-- EXERCISE MATERIAL --
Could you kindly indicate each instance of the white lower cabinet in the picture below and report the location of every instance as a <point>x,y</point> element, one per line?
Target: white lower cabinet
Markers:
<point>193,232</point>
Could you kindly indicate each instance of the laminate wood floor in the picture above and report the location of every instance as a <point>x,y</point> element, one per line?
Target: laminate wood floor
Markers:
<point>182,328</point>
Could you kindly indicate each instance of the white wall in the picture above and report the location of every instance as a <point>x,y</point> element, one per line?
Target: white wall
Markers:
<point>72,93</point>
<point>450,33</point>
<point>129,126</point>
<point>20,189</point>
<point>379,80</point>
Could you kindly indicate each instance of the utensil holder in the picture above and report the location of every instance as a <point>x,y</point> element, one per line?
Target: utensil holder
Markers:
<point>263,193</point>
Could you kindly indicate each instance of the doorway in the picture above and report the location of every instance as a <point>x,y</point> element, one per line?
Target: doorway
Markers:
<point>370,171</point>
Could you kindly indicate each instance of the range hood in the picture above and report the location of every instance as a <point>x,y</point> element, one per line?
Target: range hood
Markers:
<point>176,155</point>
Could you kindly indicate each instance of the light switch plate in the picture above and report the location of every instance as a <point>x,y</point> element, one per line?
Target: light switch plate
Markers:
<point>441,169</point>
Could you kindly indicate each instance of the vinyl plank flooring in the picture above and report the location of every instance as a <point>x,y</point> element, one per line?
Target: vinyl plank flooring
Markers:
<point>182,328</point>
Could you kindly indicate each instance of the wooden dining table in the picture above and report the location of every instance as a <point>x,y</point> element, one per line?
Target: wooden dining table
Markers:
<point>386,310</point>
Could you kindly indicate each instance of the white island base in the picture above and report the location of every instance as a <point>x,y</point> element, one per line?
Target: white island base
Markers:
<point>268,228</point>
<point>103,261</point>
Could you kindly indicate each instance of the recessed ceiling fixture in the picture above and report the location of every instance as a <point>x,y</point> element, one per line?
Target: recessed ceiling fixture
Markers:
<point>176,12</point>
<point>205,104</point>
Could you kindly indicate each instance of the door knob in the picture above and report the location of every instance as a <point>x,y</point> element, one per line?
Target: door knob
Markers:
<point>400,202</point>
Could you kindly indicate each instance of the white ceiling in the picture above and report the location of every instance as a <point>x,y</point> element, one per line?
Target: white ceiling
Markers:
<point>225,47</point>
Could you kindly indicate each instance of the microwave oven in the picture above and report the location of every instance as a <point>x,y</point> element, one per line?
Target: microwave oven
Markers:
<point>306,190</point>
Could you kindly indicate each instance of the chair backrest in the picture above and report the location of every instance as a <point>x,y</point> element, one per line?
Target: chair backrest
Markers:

-- WHAT THE TASK REQUIRES --
For this exercise, copy the lines from the one that contains "Could you kindly indicate each instance of the microwave" through the last line of the records, exactly and only those.

-- YOUR SOLUTION --
Could you kindly indicate each instance of the microwave oven in the picture above and report the location of every instance as a <point>x,y</point> element, one per line?
Target: microwave oven
Markers:
<point>306,190</point>
Could you kindly indicate each instance of the chair backrest in the picture above and report the location of every instance as a <point>x,y</point> element, one per line?
Target: chair backrest
Markers:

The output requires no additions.